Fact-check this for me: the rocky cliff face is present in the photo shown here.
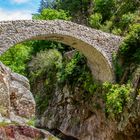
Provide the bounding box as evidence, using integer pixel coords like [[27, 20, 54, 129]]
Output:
[[38, 73, 140, 140], [0, 62, 58, 140]]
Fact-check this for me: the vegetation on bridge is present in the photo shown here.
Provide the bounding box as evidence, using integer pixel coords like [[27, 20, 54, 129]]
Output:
[[0, 0, 140, 119]]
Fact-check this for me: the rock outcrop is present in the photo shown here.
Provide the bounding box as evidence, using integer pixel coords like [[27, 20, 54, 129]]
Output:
[[0, 63, 35, 123], [38, 82, 140, 140], [0, 62, 58, 140]]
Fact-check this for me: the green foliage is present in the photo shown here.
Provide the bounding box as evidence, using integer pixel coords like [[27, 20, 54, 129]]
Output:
[[103, 83, 133, 117], [26, 118, 35, 126], [0, 44, 31, 75], [119, 24, 140, 64], [33, 8, 71, 20], [89, 13, 102, 29], [95, 0, 115, 21]]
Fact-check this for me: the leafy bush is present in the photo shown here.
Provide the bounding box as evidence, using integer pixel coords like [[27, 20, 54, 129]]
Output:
[[103, 83, 133, 116], [0, 44, 32, 76], [119, 24, 140, 64], [89, 13, 102, 29]]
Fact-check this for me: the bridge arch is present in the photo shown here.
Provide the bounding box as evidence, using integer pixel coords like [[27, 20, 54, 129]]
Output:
[[0, 20, 122, 82]]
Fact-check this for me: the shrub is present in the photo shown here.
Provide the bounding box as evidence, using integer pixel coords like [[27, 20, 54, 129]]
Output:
[[103, 83, 133, 116], [89, 13, 102, 29]]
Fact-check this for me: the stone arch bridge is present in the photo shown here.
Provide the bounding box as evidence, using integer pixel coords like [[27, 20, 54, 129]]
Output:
[[0, 20, 122, 82]]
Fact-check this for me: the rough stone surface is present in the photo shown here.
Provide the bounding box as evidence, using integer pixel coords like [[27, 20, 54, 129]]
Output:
[[0, 125, 59, 140], [37, 82, 140, 140], [0, 62, 35, 123], [0, 20, 122, 82]]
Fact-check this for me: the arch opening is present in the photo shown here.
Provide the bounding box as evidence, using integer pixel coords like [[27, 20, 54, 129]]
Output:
[[0, 20, 121, 82]]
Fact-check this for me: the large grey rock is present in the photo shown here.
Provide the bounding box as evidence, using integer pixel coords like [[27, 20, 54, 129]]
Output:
[[0, 62, 35, 123]]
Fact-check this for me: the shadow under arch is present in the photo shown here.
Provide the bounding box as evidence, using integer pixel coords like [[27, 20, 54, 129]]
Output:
[[0, 20, 122, 82]]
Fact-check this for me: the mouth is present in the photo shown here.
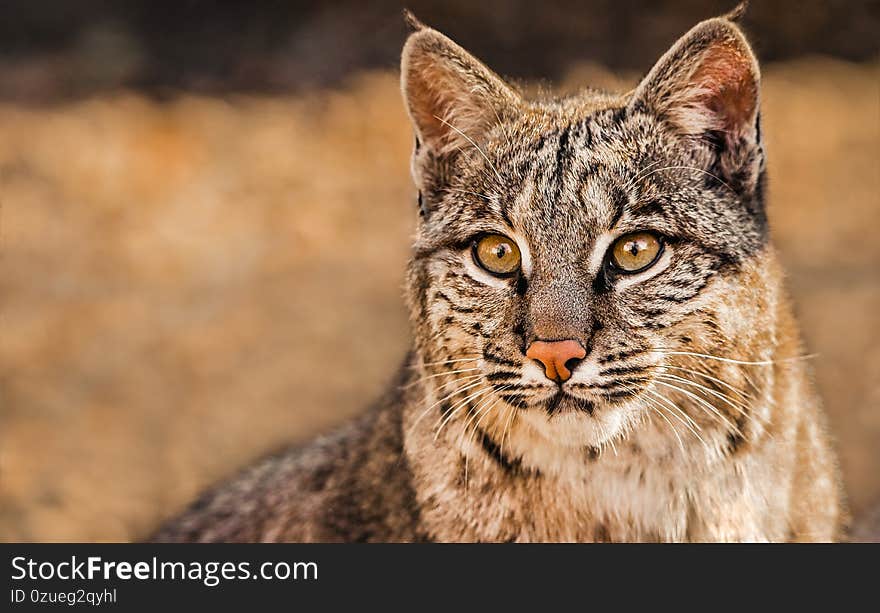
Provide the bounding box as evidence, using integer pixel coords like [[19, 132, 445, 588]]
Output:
[[544, 390, 596, 415]]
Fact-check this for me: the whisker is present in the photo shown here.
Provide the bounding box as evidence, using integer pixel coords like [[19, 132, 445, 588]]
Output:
[[656, 364, 752, 400], [401, 368, 483, 389], [434, 386, 494, 442], [413, 353, 480, 368], [407, 381, 482, 436], [657, 374, 748, 416], [632, 388, 686, 455], [645, 389, 710, 450], [434, 115, 504, 185], [653, 349, 818, 366], [654, 379, 745, 436]]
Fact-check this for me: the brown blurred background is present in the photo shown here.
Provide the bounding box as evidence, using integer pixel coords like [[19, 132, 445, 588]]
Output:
[[0, 0, 880, 541]]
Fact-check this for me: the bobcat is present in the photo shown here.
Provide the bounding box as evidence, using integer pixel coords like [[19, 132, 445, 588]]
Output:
[[154, 11, 843, 542]]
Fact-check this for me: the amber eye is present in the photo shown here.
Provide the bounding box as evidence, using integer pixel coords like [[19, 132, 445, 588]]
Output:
[[611, 232, 663, 273], [473, 234, 520, 277]]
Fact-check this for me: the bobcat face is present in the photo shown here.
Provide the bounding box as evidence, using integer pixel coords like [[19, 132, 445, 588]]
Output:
[[403, 14, 767, 446]]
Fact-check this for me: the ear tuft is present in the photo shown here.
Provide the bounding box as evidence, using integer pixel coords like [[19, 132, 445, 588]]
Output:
[[631, 18, 760, 136], [403, 9, 428, 32], [723, 0, 749, 23], [400, 27, 520, 155]]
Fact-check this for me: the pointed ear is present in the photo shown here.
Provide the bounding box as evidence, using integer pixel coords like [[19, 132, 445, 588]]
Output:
[[630, 14, 760, 142], [400, 23, 520, 155]]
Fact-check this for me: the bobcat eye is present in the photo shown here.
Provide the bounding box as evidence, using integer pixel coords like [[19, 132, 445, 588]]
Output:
[[611, 232, 663, 273], [472, 234, 521, 277]]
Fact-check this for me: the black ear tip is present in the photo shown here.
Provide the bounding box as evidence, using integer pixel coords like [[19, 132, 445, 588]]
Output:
[[724, 0, 749, 23], [403, 9, 427, 32]]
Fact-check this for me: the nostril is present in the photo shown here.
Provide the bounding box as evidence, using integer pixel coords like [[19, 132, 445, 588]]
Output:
[[565, 358, 584, 372]]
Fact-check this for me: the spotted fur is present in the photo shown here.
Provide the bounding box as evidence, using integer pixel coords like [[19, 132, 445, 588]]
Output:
[[158, 10, 842, 541]]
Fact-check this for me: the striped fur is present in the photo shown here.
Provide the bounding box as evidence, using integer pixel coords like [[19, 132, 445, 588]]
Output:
[[158, 10, 843, 541]]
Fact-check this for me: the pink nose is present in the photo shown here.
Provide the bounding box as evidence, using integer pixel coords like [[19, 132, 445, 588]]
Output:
[[526, 339, 587, 383]]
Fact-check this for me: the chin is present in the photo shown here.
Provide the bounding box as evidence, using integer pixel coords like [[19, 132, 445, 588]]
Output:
[[520, 397, 642, 447]]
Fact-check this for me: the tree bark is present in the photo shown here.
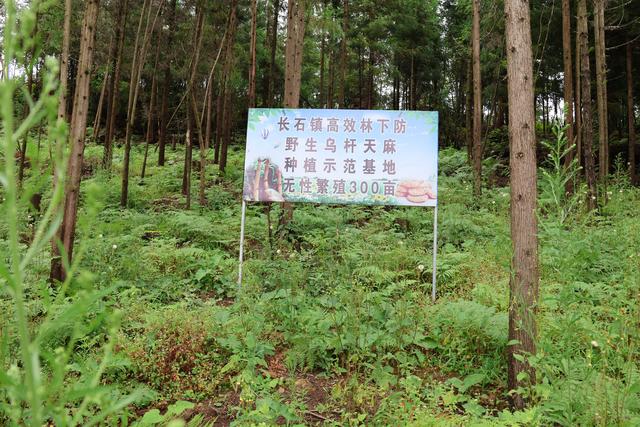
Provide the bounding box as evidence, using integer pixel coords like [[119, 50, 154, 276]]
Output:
[[578, 0, 597, 210], [593, 0, 609, 182], [182, 2, 204, 204], [102, 0, 128, 170], [120, 0, 160, 207], [471, 0, 482, 200], [562, 0, 575, 193], [626, 40, 638, 185], [140, 33, 161, 181], [266, 0, 280, 107], [338, 0, 349, 108], [279, 0, 306, 230], [58, 0, 71, 120], [249, 0, 258, 108], [219, 0, 238, 174], [158, 0, 177, 166], [504, 0, 539, 409], [50, 0, 100, 282], [465, 58, 473, 166], [574, 15, 584, 169]]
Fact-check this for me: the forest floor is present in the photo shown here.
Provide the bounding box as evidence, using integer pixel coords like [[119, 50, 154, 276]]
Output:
[[5, 139, 640, 426]]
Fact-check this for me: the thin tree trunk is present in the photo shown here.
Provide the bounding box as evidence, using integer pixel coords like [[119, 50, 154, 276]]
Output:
[[158, 0, 177, 166], [102, 0, 128, 170], [278, 0, 306, 230], [140, 37, 161, 181], [471, 0, 482, 200], [18, 11, 39, 188], [219, 0, 238, 174], [465, 58, 473, 166], [249, 0, 258, 108], [58, 0, 72, 120], [49, 0, 71, 283], [593, 0, 609, 184], [504, 0, 539, 409], [50, 0, 100, 282], [268, 0, 280, 111], [578, 0, 597, 210], [93, 66, 109, 140], [182, 2, 204, 204], [318, 27, 326, 108], [93, 34, 117, 142], [120, 0, 160, 207], [338, 0, 349, 108], [327, 43, 336, 108], [626, 40, 638, 185], [562, 0, 575, 193], [574, 17, 584, 169]]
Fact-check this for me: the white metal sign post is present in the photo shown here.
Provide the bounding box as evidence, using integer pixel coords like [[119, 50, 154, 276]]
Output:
[[238, 108, 438, 301]]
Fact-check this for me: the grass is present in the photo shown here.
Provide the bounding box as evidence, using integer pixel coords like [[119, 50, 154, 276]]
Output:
[[0, 139, 640, 426]]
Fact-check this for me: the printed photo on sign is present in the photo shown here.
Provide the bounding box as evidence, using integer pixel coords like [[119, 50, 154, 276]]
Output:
[[243, 108, 438, 206]]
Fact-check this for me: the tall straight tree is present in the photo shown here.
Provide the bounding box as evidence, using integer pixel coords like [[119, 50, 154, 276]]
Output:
[[218, 0, 238, 173], [182, 2, 204, 209], [58, 0, 71, 120], [470, 0, 482, 198], [50, 0, 100, 281], [338, 0, 349, 108], [120, 0, 161, 207], [248, 0, 258, 108], [280, 0, 306, 229], [593, 0, 609, 182], [265, 0, 280, 107], [158, 0, 177, 166], [578, 0, 597, 210], [102, 0, 128, 170], [504, 0, 539, 409], [626, 40, 638, 185], [562, 0, 575, 192]]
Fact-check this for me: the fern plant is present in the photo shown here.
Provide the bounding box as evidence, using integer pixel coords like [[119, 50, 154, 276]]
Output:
[[0, 0, 137, 427]]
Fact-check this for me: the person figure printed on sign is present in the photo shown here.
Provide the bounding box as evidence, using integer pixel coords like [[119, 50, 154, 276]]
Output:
[[243, 158, 284, 202]]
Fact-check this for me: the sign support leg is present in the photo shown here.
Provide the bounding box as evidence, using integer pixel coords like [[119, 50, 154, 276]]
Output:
[[238, 198, 247, 289], [431, 205, 438, 302]]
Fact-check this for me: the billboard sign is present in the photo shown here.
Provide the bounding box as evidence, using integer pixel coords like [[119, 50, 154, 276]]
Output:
[[243, 108, 438, 206]]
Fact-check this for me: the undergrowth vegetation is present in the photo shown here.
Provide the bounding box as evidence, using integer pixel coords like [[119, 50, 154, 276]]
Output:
[[0, 141, 640, 426]]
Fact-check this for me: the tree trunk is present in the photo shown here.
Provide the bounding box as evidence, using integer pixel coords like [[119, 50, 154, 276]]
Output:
[[593, 0, 609, 184], [574, 15, 584, 169], [50, 0, 100, 282], [578, 0, 597, 210], [268, 0, 280, 111], [18, 11, 39, 188], [318, 27, 326, 108], [504, 0, 539, 409], [626, 40, 638, 185], [562, 0, 575, 193], [102, 0, 128, 170], [471, 0, 482, 200], [158, 0, 177, 166], [219, 0, 238, 174], [338, 0, 349, 108], [182, 2, 204, 204], [249, 0, 258, 108], [58, 0, 72, 120], [140, 37, 161, 181], [92, 35, 116, 142], [465, 58, 473, 166], [279, 0, 306, 230]]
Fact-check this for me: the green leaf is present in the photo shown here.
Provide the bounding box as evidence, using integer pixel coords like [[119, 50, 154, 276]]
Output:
[[140, 409, 164, 426], [166, 400, 196, 417]]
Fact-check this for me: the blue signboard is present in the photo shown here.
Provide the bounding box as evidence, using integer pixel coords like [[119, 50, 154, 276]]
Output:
[[243, 108, 438, 206]]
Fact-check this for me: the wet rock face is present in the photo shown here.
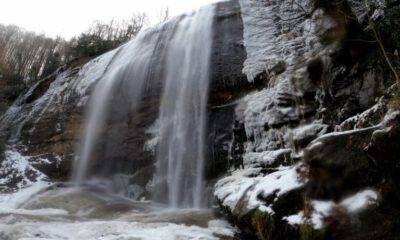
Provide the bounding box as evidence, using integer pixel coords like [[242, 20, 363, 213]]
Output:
[[214, 0, 398, 239], [0, 1, 253, 186]]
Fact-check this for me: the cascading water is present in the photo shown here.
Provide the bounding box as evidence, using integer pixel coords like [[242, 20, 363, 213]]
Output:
[[72, 6, 214, 208], [156, 7, 213, 207]]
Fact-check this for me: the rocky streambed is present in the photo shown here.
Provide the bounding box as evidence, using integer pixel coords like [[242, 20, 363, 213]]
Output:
[[0, 0, 400, 240]]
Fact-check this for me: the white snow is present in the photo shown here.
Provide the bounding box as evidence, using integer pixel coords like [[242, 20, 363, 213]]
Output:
[[243, 149, 292, 167], [0, 149, 46, 192], [214, 166, 303, 212], [283, 189, 378, 229], [0, 181, 51, 209], [239, 0, 336, 81]]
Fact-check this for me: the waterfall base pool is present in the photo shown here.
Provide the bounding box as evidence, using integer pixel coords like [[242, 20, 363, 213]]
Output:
[[0, 183, 235, 240]]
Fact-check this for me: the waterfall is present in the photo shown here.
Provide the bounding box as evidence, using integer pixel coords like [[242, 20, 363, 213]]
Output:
[[156, 7, 213, 207], [72, 6, 214, 208]]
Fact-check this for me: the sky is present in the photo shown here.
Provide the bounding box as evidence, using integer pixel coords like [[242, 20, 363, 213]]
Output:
[[0, 0, 218, 39]]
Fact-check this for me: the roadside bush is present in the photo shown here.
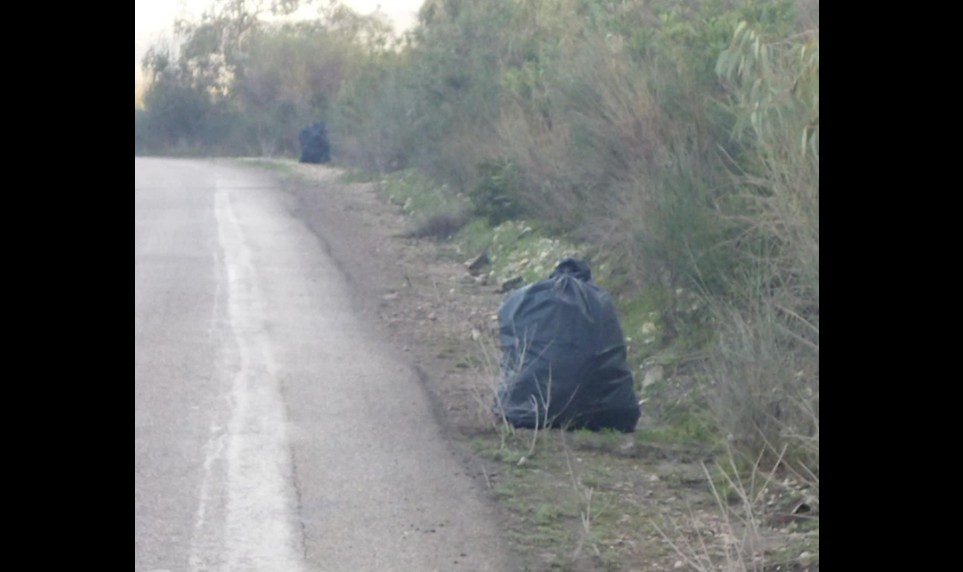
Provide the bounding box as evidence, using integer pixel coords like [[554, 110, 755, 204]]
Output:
[[468, 160, 522, 226]]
+++++
■ To do
Which lines of the data above contain the word "white"? Copy each one out in full.

■ Completed exercise
Fact-check this for me: the white metal sign post is present in the photo shown here.
Fact-check this for me: the white snow is present in the photo shown here.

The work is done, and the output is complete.